Exercise objective:
Please pick out every line in the data below that contains the word "frame" and copy each one.

Exercise input:
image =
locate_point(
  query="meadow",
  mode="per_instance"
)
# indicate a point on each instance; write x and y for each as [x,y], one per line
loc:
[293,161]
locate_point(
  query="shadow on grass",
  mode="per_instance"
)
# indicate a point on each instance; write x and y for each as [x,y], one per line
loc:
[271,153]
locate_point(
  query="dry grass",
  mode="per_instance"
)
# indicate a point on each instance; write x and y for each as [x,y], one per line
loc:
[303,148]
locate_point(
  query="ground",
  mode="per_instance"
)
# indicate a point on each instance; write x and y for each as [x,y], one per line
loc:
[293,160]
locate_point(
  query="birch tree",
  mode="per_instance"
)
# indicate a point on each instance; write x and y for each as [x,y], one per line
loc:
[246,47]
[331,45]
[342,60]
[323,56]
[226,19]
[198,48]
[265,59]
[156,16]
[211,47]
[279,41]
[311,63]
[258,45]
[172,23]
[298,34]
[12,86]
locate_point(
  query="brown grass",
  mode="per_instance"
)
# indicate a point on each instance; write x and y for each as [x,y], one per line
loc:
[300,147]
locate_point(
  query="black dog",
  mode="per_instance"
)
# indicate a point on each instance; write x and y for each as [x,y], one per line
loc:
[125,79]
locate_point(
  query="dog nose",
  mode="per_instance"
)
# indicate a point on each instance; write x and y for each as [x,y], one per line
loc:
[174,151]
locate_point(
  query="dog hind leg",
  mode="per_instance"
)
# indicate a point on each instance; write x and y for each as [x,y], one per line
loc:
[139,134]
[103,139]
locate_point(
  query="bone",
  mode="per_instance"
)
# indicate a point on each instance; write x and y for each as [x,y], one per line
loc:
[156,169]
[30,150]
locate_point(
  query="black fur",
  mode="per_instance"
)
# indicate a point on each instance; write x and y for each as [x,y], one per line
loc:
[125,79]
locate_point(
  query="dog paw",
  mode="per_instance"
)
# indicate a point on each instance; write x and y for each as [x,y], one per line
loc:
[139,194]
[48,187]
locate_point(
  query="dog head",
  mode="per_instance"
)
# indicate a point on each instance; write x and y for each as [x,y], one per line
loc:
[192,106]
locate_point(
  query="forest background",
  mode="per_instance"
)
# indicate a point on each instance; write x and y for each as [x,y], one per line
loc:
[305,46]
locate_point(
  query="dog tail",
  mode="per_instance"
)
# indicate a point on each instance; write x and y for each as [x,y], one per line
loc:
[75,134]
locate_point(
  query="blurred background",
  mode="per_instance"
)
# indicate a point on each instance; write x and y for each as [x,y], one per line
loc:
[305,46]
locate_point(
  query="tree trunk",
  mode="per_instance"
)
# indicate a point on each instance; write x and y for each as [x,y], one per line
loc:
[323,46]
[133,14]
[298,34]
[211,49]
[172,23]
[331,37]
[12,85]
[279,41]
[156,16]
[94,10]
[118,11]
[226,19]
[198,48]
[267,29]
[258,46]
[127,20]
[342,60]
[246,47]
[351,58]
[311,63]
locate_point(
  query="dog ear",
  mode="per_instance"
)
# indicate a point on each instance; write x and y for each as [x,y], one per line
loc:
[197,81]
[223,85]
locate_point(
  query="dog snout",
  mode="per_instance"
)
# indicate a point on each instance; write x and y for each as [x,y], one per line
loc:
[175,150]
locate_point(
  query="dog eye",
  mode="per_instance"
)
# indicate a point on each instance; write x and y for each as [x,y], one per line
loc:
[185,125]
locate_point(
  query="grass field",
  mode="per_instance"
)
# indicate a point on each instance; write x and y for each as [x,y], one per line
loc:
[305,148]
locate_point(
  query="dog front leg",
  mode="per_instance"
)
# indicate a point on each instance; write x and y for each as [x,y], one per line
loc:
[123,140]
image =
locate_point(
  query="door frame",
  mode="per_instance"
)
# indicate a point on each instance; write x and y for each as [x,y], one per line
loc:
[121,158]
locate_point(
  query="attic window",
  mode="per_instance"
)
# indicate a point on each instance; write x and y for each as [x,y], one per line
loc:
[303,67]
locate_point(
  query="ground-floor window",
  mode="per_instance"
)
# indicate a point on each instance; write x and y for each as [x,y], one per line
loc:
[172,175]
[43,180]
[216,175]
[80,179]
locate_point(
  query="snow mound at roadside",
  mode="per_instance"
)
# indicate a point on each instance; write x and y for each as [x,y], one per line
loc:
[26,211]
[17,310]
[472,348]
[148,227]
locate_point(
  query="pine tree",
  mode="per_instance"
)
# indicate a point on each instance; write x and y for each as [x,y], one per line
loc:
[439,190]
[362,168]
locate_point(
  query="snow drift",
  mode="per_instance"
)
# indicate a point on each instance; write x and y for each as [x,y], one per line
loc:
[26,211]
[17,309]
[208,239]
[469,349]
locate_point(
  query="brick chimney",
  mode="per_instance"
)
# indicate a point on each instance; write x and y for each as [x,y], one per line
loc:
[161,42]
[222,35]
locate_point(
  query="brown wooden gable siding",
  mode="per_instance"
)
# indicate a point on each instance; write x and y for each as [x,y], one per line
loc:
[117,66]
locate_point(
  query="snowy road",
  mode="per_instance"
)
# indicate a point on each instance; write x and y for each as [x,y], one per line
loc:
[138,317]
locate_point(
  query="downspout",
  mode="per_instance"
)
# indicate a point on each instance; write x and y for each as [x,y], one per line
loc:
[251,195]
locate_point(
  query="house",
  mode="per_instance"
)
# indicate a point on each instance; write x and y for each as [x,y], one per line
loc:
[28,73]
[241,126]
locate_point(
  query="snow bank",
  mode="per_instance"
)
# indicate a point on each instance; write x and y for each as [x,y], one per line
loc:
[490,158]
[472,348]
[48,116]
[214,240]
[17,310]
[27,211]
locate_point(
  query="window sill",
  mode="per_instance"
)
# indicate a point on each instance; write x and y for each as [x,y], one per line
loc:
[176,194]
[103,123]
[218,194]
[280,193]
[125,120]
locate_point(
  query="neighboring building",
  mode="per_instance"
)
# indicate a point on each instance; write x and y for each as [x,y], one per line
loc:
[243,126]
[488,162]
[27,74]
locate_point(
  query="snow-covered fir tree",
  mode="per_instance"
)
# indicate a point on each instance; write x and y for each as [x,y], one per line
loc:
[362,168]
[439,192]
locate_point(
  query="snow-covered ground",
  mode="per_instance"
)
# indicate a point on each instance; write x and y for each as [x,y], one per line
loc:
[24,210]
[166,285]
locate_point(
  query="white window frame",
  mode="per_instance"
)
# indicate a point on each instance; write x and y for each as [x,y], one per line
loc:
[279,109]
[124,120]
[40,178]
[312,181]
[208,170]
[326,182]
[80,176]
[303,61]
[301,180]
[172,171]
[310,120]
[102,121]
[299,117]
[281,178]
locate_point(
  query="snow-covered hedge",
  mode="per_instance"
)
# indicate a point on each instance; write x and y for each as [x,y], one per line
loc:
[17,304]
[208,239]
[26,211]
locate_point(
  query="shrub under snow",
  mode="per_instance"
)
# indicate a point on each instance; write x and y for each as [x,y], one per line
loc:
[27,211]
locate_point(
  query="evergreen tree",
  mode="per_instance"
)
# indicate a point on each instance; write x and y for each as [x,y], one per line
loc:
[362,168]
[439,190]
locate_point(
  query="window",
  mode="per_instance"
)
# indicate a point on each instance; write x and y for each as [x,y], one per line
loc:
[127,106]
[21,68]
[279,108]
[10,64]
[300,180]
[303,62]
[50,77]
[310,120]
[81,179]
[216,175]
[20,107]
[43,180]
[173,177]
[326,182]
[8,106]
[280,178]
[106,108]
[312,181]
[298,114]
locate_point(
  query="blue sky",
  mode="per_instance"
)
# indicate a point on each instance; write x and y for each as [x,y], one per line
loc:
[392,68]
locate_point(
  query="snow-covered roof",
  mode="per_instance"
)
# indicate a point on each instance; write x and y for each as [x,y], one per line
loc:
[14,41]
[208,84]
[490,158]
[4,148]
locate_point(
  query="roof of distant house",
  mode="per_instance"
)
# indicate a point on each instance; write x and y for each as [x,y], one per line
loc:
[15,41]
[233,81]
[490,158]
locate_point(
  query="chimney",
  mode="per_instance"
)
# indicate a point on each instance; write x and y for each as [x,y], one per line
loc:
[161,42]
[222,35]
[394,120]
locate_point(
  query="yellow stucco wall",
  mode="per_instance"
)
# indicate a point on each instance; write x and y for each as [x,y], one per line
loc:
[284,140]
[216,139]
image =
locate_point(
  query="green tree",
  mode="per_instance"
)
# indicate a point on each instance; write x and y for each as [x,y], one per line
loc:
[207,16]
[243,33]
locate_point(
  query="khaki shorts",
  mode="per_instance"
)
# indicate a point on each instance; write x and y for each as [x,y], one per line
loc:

Worked answer:
  query="door frame",
  query="white window frame",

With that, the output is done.